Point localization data
BEGIN

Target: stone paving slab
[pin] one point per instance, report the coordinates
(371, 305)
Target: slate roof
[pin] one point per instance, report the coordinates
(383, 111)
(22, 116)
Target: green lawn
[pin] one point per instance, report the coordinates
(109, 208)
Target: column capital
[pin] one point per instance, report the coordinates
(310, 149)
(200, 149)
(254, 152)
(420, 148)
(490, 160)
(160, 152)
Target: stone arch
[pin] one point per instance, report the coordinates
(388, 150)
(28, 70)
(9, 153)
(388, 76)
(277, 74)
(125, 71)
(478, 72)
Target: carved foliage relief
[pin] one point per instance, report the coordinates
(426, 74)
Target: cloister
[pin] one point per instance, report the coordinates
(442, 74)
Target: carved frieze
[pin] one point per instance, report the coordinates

END

**Task goal**. Going over every line of the entries, tally those containing the string "Target" and report only the figure.

**Response**. 8